START INPUT DATA
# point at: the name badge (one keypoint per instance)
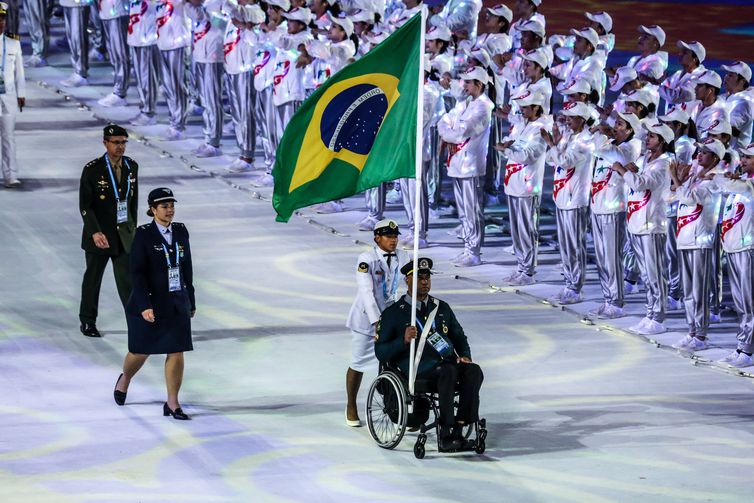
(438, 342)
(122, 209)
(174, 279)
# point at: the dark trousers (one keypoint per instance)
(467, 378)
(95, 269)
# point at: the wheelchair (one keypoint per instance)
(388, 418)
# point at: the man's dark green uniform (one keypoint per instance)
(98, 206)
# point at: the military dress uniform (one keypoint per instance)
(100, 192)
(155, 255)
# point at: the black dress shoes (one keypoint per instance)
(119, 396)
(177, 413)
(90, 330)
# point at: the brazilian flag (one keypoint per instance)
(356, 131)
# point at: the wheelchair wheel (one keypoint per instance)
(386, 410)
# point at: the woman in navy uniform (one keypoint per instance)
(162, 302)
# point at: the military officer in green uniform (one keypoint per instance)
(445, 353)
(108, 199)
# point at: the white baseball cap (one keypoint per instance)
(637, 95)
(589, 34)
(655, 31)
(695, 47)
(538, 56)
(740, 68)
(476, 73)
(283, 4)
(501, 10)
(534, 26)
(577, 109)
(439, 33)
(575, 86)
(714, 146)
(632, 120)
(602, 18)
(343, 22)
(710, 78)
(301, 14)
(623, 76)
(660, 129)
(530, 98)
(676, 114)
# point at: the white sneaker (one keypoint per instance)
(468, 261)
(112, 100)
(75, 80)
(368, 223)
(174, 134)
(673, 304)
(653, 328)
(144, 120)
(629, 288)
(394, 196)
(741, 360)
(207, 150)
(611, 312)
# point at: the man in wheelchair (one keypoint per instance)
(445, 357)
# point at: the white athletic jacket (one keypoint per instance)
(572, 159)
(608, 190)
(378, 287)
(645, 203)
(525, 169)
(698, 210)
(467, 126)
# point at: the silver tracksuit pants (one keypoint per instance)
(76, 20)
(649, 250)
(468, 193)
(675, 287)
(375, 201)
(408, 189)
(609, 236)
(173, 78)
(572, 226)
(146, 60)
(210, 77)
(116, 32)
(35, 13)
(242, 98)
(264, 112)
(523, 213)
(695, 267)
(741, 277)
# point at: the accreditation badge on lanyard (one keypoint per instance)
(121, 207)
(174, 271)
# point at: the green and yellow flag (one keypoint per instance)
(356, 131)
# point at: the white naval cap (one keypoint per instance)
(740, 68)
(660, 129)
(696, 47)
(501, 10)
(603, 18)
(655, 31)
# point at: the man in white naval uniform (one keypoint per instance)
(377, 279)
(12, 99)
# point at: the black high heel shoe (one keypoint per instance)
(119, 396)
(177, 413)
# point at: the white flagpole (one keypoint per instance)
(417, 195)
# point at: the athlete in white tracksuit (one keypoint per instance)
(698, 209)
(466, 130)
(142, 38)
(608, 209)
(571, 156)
END INPUT DATA
**TO DO:** Put the data above into a two-column CSV headed instruction and points, with one row for each "point at" line: its text in the first field and all of its coordinate pairs in the second. Quote every field, turn line breaks into spaces, and leave the picture out.

**WORKED ANSWER:**
instruction,points
"# point at: the name badge (one keypoint per instance)","(438, 342) (122, 209) (174, 279)"
"# point at: the dark trousers (one keypoint per instance)","(467, 378) (95, 269)"
"# point at: the wheelchair (one keypoint per instance)","(388, 418)"
"# point at: the man's dark green uniform (one keypoint per instance)","(98, 206)"
"# point at: the military dress uniform (one keypoint per instance)","(100, 192) (155, 255)"
"# point at: the black dress shoes (one keypoint per instance)","(119, 396) (177, 413) (90, 330)"
"# point at: the brazilian flag (one keypoint per instance)","(356, 131)"
"# point at: the wheelchair wheel (one keypoint per instance)","(386, 410)"
"# point at: the woman in navy uniform (one keypoint per instance)","(162, 302)"
"# point at: the military officer in green uniform (one keypoint per instance)","(445, 353) (108, 199)"
"# point at: the white baseball cap (one keypoint per instance)","(637, 95) (589, 34) (655, 31) (695, 47) (538, 56) (740, 68) (476, 73) (283, 4) (501, 10) (534, 26) (577, 109) (439, 33) (575, 86) (714, 146) (632, 120) (602, 18) (343, 22) (710, 78) (301, 14) (623, 76) (660, 129) (530, 98) (676, 114)"
"# point at: the white sneaker (one keypoint per instance)","(468, 261) (112, 100) (75, 80) (368, 223) (174, 134) (673, 304) (653, 328) (144, 120) (629, 288) (394, 196) (741, 360) (207, 150) (611, 312)"
"# point at: the man in wheelchair (one keypoint per instance)","(445, 357)"
"# point at: the white athletic jacket (one keypoint per instance)","(572, 159) (608, 190) (378, 287) (645, 203) (525, 169) (698, 210) (467, 126)"
"# point at: the silver tracksuit pants (one keypoint per instance)","(76, 20) (649, 250) (468, 193) (675, 287) (375, 201) (408, 189) (609, 236) (173, 78) (572, 226) (146, 60) (210, 77) (116, 32) (35, 13) (242, 98) (264, 112) (523, 213) (695, 267) (741, 277)"
"# point at: the accreditation badge on lanyard (one keypoint per instance)","(121, 207) (174, 271)"
"# point at: the green and yellow flag (one keypoint per instance)","(356, 131)"
"# point at: the white naval cap (one keypoint per instance)","(740, 68) (660, 129) (696, 47) (501, 10) (603, 18) (655, 31)"
"# point at: the man in white naval uniform (one keypoint per instance)","(377, 279) (12, 99)"
"# point at: the black high heel shoe (one keypoint per instance)","(119, 396) (177, 413)"
"# point at: the white flagpole (one keypoint per instance)","(417, 195)"
"# point at: the athlete in white tracksuit (one keypoint per instance)","(698, 209) (466, 130) (142, 38) (608, 209) (571, 156)"